Text provided Start Marker
Alleged University of Alabama shooter Ann Bishop’s history of violence appears to extend much further back than last week’s fatal confrontation at a staff meeting on the university’s Huntsville campus. According to an unnamed law enforcement official cited in Sunday’s Boston Globe, Bishop and her husband were questioned about an attempted mail bombing in 1993 that targeted Dr. Paul Rosenberg, one of her research supervisors at Harvard. That information, combined with last weekend’s revelation that Bishop had fatally shot her own brother in 1986, adds another troubling dimension to the shootout that claimed the lives of three of Bishop’s Alabama colleagues and wounded three others on Friday. –KA

“Metrodesk” in The Boston Globe:

A law enforcement official said today that the investigation by the US Postal Service and the federal Bureau of Alcohol, Tobacco and Firearms focused on Bishop, a Harvard postdoctoral fellow who was working in the human biochemstry lab at Children’s Hospital at the time, and her husband, Anderson.

Bishop surfaced as a suspect because she was allegedly concerned that she was going to receive a negative evaluation from Rosenberg on her doctorate work, the official said. The official said investigators believed she had a motive to target Rosenberg and were concerned that she had a history of violence, given that she had shot her brother to death in 1986.

Investigators conducted a search of the home where Bishop and Anderson were living and questioned the couple, the official said. Anderson was questioned about whether he had purchased any of the components used to make the bombs, the official said.
Text provided End Marker
## [Work instructions]
1. Render this sentence from the news excerpt into Spanish: "Investigators conducted a search of the home where Bishop and Anderson were living and questioned the couple, the official said."
2. Write out the stretch of the news excerpt from "Bishop surfaced as" through "bombs, the official said.", word for word.
Listed entries Start Marker
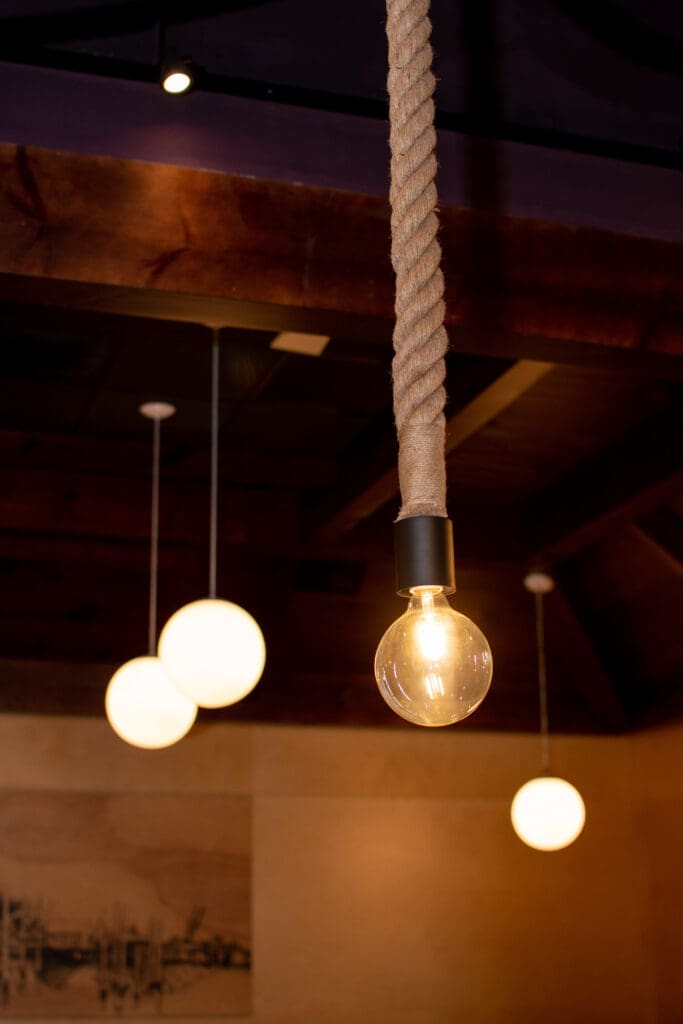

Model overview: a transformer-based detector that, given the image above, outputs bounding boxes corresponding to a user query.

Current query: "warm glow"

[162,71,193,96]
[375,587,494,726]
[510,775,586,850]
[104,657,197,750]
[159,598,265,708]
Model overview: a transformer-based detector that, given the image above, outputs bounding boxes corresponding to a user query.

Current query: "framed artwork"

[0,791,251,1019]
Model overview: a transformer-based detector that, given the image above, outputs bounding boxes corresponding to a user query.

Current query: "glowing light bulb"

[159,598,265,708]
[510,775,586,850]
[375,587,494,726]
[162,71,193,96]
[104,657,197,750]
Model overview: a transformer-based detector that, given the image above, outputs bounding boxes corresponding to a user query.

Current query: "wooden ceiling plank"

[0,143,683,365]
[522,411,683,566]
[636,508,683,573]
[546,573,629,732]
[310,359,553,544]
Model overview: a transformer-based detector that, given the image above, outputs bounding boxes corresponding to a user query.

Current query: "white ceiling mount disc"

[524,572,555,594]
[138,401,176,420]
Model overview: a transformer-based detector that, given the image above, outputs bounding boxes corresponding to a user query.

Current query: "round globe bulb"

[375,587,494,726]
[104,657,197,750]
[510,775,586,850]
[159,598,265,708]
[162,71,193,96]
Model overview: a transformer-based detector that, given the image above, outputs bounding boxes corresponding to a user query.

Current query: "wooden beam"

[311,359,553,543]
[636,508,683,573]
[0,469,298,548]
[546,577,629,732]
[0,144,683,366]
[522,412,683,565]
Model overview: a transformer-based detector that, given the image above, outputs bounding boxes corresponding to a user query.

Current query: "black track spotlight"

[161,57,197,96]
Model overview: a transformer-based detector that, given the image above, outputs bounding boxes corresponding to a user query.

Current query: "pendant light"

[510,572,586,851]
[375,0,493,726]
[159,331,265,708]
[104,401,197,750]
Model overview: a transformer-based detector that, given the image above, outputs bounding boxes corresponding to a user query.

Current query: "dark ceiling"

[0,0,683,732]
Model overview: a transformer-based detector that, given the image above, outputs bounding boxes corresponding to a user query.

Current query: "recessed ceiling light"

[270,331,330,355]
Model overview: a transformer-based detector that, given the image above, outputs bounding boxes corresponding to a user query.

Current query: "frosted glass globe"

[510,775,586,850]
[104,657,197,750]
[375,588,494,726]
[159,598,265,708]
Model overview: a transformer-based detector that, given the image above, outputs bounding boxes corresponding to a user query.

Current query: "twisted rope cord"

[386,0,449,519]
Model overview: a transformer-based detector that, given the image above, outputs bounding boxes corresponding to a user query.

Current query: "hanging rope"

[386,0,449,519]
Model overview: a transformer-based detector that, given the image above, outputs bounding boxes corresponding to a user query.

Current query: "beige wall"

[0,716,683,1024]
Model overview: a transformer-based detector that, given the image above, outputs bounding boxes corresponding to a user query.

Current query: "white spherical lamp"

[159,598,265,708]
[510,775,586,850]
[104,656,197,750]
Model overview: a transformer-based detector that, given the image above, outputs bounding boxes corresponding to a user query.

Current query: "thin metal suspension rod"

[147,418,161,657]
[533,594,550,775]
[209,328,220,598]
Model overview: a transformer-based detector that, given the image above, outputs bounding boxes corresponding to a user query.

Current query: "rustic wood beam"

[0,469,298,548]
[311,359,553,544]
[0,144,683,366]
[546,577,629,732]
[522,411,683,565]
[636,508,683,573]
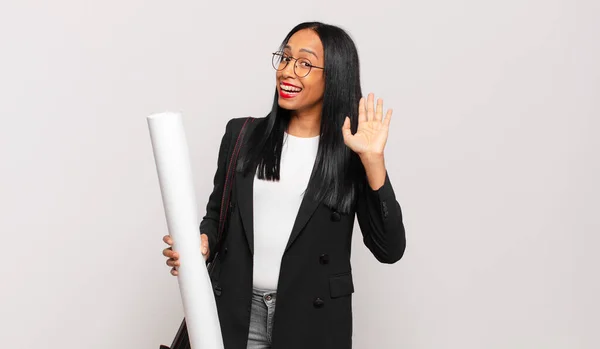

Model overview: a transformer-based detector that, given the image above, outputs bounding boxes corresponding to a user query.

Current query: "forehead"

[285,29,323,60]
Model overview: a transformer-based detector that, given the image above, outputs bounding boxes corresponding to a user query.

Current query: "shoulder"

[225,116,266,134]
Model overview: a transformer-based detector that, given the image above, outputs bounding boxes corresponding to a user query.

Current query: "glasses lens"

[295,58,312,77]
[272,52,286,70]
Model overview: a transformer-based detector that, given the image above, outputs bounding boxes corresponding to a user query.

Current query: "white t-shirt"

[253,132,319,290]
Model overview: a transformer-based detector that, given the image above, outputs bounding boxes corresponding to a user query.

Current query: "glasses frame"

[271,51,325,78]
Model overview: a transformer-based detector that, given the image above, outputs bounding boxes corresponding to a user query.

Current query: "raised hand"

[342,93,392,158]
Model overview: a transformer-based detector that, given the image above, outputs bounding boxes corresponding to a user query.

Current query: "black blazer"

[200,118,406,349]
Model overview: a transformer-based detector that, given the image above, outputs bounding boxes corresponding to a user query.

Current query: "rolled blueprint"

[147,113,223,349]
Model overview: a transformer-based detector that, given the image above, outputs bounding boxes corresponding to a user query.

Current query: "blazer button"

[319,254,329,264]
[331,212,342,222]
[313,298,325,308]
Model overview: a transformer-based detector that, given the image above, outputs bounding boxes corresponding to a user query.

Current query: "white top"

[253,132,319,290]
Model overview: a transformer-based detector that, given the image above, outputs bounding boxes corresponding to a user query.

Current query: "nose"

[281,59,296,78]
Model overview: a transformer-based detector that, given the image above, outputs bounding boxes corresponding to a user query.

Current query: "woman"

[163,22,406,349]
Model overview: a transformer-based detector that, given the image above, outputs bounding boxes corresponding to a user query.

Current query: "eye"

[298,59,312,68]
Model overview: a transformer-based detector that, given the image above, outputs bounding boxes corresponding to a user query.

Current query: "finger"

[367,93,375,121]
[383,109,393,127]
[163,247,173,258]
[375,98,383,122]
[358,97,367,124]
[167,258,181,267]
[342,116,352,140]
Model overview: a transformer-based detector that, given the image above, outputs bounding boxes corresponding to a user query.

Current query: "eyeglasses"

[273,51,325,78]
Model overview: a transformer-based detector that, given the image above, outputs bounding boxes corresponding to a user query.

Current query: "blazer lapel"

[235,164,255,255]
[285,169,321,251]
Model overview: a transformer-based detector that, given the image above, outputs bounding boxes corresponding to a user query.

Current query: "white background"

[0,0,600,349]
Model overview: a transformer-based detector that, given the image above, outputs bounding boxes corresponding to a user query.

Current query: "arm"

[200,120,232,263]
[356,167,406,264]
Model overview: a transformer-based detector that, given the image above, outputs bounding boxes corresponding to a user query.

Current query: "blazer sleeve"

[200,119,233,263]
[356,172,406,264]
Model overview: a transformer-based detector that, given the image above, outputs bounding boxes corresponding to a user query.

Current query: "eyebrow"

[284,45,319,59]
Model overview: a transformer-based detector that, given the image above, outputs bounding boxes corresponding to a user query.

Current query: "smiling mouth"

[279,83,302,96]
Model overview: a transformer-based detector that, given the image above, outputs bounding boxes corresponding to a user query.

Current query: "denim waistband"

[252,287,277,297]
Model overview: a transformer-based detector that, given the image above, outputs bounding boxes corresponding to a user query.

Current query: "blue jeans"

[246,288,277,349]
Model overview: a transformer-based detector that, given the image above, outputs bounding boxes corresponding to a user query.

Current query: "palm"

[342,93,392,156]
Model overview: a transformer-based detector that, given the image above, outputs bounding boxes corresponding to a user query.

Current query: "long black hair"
Listed entries End Marker
## [Task solutions]
1. Los investigadores registraron la casa donde vivían Bishop y Anderson e interrogaron a la pareja, según dijo el funcionario.

2.
Bishop surfaced as a suspect because she was allegedly concerned that she was going to receive a negative evaluation from Rosenberg on her doctorate work, the official said. The official said investigators believed she had a motive to target Rosenberg and were concerned that she had a history of violence, given that she had shot her brother to death in 1986.

Investigators conducted a search of the home where Bishop and Anderson were living and questioned the couple, the official said. Anderson was questioned about whether he had purchased any of the components used to make the bombs, the official said.